§ Exercise instructions
Report every line in the rows below that contains the string "frame", copying each such line in full. Case counts when matching.
— Start of Rows —
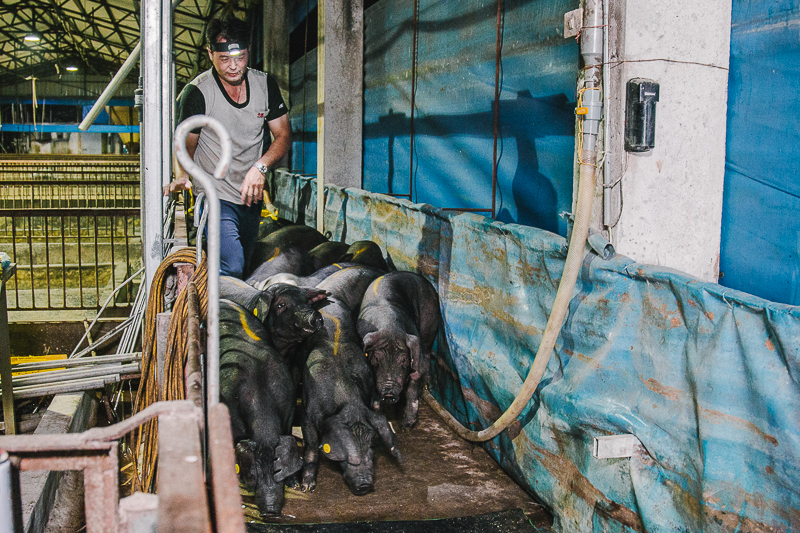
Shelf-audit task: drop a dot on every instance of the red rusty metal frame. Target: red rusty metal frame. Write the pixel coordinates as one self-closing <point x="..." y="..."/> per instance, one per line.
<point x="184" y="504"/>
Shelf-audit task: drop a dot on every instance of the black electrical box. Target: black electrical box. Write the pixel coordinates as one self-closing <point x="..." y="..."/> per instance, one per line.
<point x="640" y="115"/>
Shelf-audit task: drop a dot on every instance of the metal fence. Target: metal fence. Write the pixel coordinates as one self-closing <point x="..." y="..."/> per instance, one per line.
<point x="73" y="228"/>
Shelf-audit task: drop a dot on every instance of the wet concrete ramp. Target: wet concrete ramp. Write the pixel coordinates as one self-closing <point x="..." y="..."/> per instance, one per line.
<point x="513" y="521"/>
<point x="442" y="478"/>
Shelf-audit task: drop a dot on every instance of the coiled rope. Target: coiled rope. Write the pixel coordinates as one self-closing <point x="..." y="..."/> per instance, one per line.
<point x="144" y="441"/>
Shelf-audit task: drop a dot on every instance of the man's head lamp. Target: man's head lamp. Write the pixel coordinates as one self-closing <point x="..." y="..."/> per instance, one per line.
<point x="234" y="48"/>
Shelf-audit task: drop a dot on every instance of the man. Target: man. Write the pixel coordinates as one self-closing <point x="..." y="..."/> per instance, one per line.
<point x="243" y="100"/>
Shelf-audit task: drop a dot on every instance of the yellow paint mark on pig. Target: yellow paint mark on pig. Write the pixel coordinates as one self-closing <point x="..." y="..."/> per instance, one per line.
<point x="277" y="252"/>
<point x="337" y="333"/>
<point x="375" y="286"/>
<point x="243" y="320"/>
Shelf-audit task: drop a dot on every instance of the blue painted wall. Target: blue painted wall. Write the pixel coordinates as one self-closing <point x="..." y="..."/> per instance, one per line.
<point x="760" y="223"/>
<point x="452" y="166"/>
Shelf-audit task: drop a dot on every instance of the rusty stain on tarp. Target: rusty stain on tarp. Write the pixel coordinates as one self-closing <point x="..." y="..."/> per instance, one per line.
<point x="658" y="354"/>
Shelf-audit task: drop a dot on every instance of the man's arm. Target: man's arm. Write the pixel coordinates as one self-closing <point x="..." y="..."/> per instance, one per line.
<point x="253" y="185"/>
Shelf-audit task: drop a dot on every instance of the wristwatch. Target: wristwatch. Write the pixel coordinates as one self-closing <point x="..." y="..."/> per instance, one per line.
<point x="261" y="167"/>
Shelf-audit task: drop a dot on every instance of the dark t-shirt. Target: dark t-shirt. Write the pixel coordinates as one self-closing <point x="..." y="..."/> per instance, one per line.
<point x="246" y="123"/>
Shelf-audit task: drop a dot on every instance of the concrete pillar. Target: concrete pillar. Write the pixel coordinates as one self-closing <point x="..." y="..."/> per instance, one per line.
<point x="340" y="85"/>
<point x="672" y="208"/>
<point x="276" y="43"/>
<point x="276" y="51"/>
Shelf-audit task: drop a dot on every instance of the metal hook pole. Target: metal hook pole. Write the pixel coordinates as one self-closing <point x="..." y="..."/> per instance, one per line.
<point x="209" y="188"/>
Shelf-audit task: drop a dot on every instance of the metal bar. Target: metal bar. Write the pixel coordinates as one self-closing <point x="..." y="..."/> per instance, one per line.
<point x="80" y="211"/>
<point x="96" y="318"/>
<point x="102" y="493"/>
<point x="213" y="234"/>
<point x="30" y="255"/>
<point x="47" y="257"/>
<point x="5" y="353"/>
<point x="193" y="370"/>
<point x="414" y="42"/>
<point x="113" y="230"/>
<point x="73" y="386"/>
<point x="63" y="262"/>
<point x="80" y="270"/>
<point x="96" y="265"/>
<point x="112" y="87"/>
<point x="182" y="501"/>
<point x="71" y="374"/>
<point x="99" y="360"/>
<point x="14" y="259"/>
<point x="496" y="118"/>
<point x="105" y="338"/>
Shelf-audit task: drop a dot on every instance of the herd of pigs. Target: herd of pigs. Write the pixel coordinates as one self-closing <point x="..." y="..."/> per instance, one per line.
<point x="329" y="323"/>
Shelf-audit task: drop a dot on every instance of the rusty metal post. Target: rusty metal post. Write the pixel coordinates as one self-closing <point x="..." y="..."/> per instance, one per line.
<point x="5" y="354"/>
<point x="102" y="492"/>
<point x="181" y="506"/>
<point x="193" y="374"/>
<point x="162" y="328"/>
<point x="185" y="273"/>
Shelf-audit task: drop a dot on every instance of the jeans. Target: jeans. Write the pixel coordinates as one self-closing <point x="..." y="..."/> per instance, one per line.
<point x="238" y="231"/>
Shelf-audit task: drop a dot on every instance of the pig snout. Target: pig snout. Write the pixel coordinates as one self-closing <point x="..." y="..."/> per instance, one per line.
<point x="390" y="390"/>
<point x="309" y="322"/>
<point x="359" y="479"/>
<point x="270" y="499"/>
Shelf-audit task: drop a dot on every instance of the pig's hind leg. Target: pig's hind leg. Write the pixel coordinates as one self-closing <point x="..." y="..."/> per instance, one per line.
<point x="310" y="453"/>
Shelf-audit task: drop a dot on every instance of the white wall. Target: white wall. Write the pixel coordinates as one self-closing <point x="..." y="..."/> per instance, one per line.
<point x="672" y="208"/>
— End of Rows —
— Start of Rows —
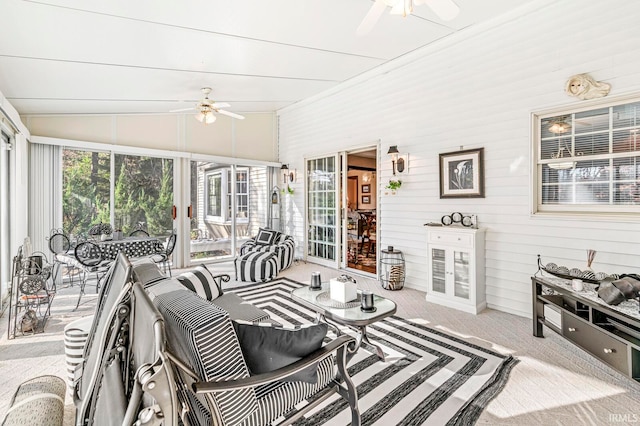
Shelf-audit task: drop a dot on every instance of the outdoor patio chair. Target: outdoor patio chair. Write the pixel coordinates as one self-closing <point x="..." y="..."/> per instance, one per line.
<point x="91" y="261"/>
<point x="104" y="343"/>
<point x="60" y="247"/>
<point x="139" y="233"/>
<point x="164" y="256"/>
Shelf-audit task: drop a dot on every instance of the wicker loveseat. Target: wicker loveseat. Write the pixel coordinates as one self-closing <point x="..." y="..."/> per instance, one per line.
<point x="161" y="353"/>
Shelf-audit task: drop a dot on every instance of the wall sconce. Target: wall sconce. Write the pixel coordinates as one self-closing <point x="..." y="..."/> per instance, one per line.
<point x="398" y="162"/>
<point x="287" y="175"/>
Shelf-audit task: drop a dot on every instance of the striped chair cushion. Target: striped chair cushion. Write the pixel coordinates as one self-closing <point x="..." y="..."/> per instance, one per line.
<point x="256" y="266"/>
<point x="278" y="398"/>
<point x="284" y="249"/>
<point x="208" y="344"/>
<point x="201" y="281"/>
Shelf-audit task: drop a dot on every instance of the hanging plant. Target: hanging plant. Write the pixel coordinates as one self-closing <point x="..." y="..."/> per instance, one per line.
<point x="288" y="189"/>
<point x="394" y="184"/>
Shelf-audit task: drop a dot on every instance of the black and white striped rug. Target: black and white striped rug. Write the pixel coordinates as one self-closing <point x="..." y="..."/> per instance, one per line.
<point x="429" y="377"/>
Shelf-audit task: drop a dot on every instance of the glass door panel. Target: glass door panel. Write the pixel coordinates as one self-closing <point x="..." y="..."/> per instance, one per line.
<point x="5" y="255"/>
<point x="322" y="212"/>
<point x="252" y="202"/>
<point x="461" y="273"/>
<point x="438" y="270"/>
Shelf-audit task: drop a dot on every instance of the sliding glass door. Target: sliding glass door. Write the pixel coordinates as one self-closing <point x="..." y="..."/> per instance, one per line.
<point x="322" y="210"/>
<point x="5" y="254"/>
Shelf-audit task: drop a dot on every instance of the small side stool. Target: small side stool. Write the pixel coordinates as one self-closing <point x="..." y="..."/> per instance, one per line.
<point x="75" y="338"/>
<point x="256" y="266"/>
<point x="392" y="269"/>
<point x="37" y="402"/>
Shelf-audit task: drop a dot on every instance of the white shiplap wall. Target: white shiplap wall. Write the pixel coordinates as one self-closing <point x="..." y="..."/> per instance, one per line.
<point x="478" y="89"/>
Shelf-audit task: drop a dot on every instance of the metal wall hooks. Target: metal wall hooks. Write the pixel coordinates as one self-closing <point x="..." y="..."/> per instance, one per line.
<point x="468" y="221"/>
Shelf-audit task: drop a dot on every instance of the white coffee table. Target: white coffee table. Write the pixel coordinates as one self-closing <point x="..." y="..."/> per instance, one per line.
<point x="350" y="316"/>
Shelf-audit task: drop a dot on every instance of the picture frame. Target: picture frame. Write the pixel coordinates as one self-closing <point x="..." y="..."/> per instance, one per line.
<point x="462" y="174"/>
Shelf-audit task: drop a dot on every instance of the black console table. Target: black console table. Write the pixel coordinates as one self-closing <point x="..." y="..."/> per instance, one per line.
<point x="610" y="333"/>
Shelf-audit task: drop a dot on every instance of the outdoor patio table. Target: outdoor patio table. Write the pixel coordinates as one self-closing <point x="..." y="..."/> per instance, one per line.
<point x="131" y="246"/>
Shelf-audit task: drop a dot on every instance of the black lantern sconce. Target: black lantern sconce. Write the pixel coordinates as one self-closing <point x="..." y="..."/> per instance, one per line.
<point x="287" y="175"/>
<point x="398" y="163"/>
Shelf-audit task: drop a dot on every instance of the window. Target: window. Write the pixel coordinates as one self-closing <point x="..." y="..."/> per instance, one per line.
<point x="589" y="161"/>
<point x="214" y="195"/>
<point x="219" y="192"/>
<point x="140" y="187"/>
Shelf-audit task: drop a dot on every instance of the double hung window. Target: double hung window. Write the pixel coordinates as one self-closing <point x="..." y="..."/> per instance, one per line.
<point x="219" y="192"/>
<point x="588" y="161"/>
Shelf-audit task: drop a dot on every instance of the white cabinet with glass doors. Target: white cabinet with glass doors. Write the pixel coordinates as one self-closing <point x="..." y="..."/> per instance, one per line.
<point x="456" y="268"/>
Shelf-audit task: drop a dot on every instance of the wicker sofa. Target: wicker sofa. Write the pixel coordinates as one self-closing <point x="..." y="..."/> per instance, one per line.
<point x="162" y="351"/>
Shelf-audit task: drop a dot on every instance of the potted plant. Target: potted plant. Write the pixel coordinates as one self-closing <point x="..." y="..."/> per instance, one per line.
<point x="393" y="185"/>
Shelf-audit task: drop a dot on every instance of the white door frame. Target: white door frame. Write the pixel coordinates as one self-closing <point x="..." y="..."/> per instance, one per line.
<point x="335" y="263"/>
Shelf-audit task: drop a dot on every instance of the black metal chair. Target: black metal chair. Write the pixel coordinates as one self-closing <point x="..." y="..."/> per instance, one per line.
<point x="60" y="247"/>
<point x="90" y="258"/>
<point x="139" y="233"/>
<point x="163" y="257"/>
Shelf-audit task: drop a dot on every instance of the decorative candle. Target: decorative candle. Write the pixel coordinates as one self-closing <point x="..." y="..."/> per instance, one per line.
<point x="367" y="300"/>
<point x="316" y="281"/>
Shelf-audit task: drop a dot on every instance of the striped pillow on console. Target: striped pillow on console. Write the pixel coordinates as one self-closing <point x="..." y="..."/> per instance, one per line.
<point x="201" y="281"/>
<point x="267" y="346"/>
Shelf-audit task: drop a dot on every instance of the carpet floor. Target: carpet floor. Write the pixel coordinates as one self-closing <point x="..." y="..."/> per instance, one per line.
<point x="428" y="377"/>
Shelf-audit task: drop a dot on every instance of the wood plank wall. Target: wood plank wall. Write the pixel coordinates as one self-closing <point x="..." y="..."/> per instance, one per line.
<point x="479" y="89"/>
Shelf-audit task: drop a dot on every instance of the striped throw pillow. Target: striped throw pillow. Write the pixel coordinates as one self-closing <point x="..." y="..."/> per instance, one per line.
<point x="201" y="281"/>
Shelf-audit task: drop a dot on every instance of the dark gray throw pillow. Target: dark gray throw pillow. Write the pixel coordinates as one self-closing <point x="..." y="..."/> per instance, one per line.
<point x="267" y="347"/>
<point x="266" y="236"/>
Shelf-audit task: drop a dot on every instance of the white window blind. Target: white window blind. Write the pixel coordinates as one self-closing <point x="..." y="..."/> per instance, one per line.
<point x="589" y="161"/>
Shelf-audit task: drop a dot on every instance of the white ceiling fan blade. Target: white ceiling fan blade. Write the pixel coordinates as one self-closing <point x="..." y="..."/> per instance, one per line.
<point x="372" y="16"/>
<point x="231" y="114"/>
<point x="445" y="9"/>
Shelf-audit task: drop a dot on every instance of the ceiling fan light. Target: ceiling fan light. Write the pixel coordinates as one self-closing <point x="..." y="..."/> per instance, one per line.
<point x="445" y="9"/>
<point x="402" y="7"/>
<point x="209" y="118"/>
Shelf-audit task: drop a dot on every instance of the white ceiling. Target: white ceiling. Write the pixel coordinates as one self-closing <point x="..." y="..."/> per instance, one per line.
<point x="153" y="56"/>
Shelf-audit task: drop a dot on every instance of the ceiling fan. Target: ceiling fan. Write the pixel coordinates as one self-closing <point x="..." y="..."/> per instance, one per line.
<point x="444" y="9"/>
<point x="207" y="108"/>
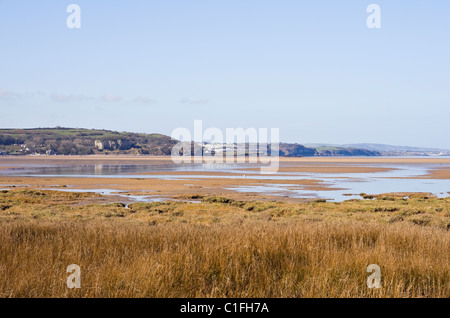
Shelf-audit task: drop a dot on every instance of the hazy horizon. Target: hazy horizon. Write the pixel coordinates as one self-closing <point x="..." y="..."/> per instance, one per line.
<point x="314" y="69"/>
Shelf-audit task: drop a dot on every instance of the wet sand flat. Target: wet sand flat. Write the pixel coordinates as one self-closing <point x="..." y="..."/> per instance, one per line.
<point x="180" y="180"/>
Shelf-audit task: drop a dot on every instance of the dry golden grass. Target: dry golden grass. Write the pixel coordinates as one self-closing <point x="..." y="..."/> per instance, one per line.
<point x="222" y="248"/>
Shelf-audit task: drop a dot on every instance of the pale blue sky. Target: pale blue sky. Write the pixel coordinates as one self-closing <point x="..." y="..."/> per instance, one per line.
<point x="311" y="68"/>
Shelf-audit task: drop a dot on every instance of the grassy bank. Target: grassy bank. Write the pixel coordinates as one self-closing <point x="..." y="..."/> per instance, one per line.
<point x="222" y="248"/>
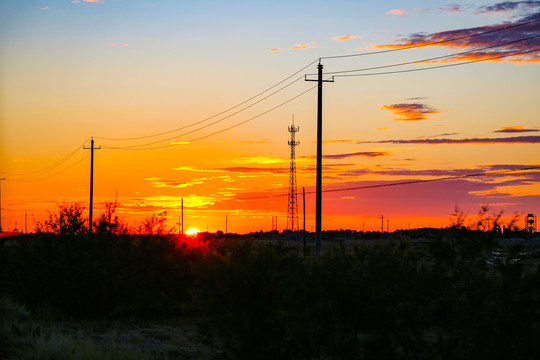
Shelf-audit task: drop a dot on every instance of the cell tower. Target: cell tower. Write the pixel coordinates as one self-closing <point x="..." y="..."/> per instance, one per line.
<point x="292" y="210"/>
— End of Rows —
§ Solved exercise
Shelf-audit task: drop a dot on every instance of the red rusty metal frame. Target: red rusty metal frame. Write the pixel coordinates as one self-closing <point x="..." y="..."/> per instance, one per line.
Shelf-audit task: drop a dot on every instance of the picture frame. Target: picture frame. Write the pixel coordinates as one self-closing <point x="..." y="..."/> per instance, one per line.
Shelf-audit task: drop a dot on every instance of the white door frame. Target: white door frame. Write the pixel coordinates as one self-closing <point x="..." y="..."/> per instance, one per line.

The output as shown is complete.